*Text segment:*
────────────────
Senate debates

Monday, 11 September 2006

Petroleum Retail Legislation Repeal Bill 2006

Second Reading

5:00 pm

Photo of Ursula StephensUrsula Stephens (NSW, Australian Labor Party, Shadow Parliamentary Secretary for Science and Water) Share this | Hansard source

I also rise to contribute to the debate on the Petroleum Retail Legislation Repeal Bill 2006. I listened with great interest to the comments by Senator Fielding about the relationship between the Trade Practices Act and this bill, and the bills that are repealed through this bill. This bill repeals two pieces of legislation that were enacted more than 25 years ago—the Petroleum Retail Marketing Franchising Act 1980, otherwise known as the franchise act, and the Petroleum Retail Marketing Sites Act 1980, otherwise known as the sites act. The truth of the matter is that over that 25-year period there have been such profound changes in the petroleum marketing industry that the two pieces of legislation enacted all those years ago now cover less than 50 per cent of the industry by volume. So it is timely that the government reviews this legislation and removes it from the statute book, conditional upon the implementation of an Oilcode. Senator Fielding spoke at great length about the conditions of the Oilcode and the concerns that some parts of the industry had about shortcomings that they still perceived to be in the Oilcode. But, at this stage, it is an agreed set of arrangements between the players in the industry that has finally been brokered by the government.
────────────────
*Excerpts from an object-pointing dataset:*
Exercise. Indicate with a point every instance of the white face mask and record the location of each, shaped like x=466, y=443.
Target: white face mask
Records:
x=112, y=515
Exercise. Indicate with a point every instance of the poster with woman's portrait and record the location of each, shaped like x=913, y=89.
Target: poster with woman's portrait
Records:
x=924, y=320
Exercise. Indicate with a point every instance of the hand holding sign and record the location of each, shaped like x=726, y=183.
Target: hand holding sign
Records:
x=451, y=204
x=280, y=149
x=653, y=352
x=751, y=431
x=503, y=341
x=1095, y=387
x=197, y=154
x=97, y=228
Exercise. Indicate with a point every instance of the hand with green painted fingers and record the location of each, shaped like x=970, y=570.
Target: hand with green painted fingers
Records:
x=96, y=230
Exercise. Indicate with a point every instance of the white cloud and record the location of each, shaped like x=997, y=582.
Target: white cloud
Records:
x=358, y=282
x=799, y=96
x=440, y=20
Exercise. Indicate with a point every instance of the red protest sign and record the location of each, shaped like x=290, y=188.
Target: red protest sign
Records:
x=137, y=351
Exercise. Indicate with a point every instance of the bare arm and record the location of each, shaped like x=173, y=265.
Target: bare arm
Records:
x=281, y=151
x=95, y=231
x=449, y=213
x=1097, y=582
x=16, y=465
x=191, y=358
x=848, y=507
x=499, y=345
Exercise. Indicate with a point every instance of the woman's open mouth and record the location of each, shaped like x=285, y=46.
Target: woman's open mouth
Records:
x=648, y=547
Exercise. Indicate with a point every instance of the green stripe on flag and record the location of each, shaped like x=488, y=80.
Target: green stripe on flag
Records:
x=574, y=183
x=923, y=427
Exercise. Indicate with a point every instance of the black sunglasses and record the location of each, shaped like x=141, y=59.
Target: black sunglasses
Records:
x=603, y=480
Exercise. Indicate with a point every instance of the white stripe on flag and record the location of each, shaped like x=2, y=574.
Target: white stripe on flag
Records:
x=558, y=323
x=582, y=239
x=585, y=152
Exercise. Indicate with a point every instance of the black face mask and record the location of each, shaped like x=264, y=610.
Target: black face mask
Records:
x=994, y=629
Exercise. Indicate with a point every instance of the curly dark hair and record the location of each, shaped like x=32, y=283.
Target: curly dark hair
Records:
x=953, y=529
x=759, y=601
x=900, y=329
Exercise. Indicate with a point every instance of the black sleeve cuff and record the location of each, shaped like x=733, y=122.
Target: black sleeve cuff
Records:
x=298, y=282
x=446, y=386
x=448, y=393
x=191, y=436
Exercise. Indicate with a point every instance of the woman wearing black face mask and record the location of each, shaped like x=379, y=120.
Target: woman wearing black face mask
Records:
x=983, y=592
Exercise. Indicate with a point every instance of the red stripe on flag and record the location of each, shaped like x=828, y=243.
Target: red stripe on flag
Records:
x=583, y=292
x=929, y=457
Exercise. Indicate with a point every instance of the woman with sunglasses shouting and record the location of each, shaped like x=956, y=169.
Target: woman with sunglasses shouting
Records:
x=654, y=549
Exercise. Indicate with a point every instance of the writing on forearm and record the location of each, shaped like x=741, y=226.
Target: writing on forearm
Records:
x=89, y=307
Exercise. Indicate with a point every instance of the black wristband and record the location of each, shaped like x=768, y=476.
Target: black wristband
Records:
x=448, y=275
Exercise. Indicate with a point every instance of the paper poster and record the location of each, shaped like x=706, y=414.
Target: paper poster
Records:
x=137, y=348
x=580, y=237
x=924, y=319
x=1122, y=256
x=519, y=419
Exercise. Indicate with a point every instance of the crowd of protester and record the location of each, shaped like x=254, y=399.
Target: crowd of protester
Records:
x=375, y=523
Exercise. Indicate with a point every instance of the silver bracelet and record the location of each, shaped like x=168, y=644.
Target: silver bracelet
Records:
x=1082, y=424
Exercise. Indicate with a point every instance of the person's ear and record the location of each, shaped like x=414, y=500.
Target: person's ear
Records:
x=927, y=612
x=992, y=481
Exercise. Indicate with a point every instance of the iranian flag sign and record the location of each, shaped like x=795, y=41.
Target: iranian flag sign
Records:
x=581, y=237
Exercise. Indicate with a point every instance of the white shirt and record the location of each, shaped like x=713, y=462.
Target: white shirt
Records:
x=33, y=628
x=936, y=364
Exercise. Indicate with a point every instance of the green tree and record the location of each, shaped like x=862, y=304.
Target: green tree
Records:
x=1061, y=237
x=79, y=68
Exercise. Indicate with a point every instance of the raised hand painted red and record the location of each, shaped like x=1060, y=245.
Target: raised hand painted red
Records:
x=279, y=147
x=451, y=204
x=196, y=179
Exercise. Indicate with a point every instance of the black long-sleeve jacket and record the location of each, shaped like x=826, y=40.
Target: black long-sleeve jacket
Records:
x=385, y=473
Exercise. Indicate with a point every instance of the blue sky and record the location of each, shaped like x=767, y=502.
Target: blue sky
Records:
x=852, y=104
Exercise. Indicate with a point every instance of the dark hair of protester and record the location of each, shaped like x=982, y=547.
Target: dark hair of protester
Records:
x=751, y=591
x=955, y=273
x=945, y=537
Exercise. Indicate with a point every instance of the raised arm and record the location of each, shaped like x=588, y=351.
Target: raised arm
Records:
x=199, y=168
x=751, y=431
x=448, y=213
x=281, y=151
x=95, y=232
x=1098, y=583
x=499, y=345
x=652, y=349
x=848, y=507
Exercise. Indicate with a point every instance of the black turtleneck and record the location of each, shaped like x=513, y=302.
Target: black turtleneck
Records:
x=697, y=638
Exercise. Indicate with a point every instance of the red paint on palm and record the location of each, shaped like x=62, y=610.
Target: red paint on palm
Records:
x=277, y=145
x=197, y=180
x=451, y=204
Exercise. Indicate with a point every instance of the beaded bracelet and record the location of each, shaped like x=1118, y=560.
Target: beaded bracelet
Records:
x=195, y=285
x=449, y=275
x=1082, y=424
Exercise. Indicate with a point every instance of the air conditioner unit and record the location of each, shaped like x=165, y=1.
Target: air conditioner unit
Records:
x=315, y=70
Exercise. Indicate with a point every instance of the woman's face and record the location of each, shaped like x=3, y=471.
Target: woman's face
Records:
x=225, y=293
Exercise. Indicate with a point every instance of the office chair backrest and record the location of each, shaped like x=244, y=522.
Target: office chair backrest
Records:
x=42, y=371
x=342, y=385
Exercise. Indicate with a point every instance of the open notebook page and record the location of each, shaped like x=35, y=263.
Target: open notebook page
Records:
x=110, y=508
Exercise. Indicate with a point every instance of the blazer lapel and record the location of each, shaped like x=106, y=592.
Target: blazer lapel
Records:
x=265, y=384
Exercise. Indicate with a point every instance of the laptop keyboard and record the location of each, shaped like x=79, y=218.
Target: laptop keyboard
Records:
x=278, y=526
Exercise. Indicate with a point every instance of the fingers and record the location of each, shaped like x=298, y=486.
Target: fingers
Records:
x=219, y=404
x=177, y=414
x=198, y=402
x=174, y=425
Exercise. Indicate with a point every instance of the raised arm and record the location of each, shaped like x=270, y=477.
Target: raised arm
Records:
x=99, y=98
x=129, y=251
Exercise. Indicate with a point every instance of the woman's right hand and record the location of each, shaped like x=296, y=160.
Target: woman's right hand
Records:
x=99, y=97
────────────────
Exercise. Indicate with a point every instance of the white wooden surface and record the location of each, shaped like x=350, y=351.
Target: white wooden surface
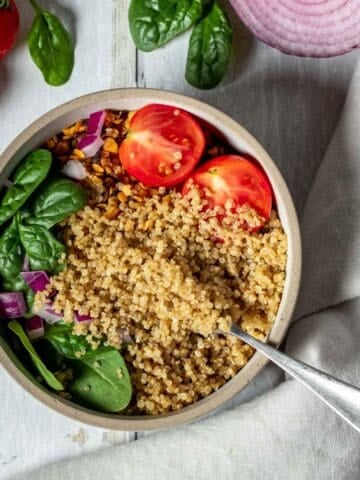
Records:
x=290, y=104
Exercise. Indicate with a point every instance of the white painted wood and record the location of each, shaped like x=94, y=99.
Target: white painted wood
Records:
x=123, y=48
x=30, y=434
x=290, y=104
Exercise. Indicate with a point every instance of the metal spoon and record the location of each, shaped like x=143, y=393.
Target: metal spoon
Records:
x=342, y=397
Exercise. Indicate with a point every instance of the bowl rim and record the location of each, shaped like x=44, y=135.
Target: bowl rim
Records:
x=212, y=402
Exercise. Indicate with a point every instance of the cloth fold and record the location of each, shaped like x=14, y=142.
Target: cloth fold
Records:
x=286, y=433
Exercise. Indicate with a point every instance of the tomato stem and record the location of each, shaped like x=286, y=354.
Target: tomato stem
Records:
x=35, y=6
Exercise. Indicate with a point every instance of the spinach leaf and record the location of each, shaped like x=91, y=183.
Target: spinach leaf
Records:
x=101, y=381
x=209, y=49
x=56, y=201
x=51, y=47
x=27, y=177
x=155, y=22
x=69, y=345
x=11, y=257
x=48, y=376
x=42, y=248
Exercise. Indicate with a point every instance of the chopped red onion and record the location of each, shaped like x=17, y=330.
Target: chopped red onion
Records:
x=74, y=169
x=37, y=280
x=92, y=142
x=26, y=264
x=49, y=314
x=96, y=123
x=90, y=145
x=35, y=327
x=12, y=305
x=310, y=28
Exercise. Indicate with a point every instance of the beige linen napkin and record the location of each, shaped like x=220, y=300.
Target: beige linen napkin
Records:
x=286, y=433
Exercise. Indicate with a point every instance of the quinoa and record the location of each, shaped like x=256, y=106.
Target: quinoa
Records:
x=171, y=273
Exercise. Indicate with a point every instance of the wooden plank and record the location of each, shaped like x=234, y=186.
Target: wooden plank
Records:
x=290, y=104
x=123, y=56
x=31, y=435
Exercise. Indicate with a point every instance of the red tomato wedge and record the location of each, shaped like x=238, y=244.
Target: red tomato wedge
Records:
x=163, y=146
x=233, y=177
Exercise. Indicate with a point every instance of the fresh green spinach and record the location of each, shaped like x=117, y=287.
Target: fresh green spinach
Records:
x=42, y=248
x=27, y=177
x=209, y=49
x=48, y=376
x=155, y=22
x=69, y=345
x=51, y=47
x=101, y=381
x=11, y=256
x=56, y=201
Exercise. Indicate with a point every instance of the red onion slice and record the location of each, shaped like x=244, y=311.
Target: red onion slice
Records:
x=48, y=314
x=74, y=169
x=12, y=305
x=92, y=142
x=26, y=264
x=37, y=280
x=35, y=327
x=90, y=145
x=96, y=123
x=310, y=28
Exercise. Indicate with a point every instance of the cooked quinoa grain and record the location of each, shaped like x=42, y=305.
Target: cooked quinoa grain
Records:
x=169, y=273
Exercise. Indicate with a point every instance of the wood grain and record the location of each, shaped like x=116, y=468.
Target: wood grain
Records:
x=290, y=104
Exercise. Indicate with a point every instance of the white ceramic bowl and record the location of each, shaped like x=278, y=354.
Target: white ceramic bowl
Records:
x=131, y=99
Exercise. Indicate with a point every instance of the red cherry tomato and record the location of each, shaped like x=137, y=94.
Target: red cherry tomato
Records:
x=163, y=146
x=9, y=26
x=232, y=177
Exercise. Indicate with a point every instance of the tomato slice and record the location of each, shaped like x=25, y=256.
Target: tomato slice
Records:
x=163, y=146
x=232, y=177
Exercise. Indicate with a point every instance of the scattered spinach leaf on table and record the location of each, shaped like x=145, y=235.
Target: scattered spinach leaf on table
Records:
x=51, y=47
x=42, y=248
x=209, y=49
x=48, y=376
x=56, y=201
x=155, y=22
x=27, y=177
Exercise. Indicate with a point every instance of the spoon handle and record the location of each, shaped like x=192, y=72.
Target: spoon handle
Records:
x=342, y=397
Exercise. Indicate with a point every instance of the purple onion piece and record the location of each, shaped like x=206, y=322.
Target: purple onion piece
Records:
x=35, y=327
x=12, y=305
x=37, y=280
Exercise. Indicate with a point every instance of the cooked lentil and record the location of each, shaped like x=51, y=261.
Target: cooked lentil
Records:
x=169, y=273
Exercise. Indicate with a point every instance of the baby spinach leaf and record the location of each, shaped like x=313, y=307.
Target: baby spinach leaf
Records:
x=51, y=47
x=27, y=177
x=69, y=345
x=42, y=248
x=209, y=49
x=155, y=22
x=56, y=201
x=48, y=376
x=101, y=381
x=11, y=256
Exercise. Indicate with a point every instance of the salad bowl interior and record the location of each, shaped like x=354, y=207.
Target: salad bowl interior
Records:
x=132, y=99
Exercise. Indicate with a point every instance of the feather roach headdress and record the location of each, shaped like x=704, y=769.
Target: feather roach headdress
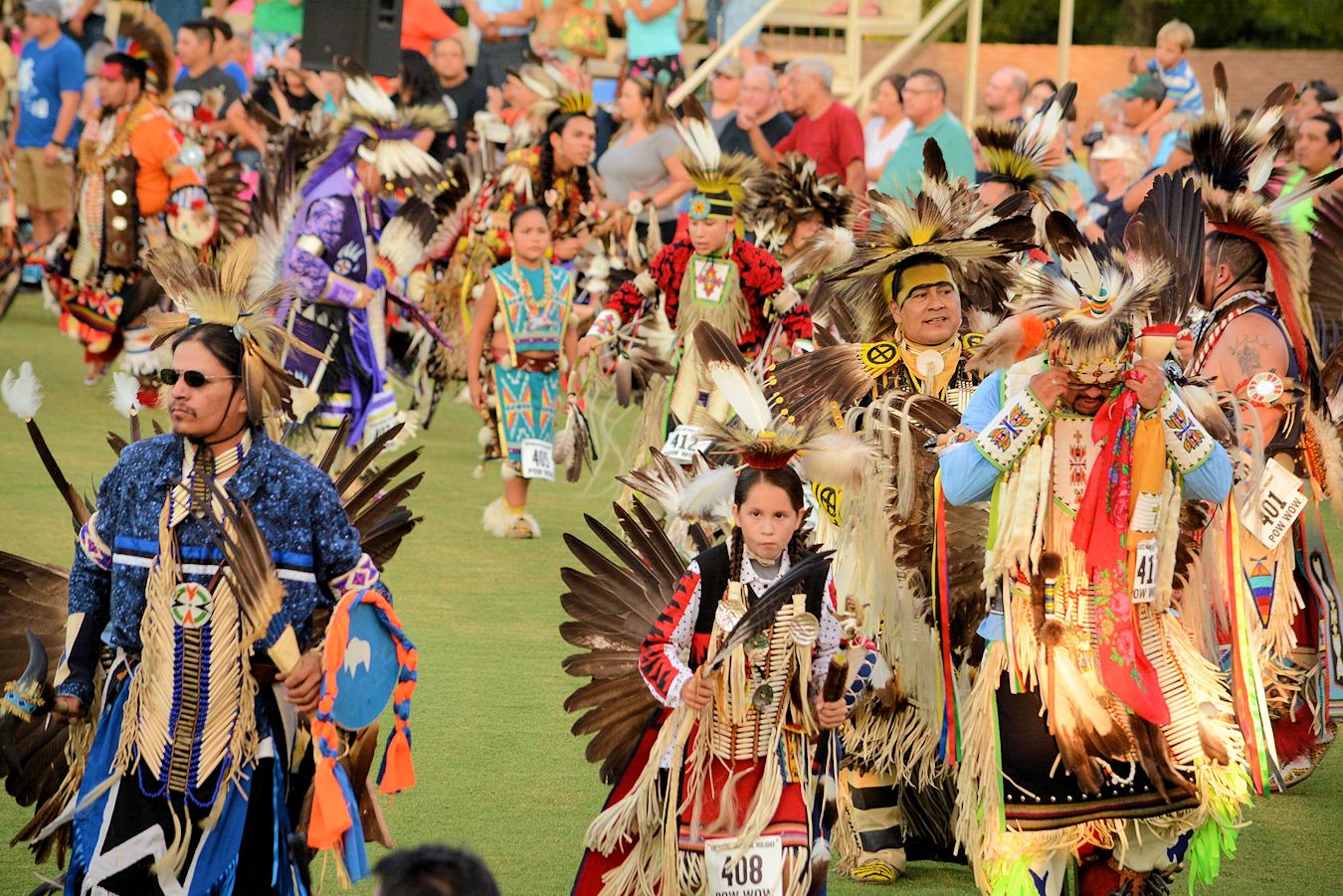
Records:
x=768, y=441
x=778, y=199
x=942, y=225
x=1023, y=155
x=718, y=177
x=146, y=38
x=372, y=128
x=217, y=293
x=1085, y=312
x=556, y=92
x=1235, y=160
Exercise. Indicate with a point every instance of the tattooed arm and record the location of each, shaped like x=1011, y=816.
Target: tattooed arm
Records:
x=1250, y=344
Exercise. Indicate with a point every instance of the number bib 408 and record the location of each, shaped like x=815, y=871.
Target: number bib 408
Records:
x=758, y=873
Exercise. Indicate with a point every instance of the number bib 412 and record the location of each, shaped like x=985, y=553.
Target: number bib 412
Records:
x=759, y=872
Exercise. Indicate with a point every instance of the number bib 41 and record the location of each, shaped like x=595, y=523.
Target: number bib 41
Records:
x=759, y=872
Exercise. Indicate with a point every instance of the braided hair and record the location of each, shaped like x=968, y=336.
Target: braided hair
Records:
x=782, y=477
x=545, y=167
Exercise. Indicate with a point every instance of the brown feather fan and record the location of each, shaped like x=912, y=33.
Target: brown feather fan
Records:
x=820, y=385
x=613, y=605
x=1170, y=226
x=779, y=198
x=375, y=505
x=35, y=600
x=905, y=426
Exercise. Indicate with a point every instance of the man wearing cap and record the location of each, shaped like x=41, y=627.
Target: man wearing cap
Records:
────────────────
*Short exercise:* Extract the full Senate debate transcript, reproducing it word for word. The listing comes from a separate source.

*Task result:*
Senate debates

Monday, 11 September 2006

Petroleum Retail Legislation Repeal Bill 2006

Second Reading

5:00 pm

Photo of Ursula StephensUrsula Stephens (NSW, Australian Labor Party, Shadow Parliamentary Secretary for Science and Water) Share this | Hansard source

I also rise to contribute to the debate on the Petroleum Retail Legislation Repeal Bill 2006. I listened with great interest to the comments by Senator Fielding about the relationship between the Trade Practices Act and this bill, and the bills that are repealed through this bill. This bill repeals two pieces of legislation that were enacted more than 25 years ago—the Petroleum Retail Marketing Franchising Act 1980, otherwise known as the franchise act, and the Petroleum Retail Marketing Sites Act 1980, otherwise known as the sites act. The truth of the matter is that over that 25-year period there have been such profound changes in the petroleum marketing industry that the two pieces of legislation enacted all those years ago now cover less than 50 per cent of the industry by volume. So it is timely that the government reviews this legislation and removes it from the statute book, conditional upon the implementation of an Oilcode. Senator Fielding spoke at great length about the conditions of the Oilcode and the concerns that some parts of the industry had about shortcomings that they still perceived to be in the Oilcode. But, at this stage, it is an agreed set of arrangements between the players in the industry that has finally been brokered by the government.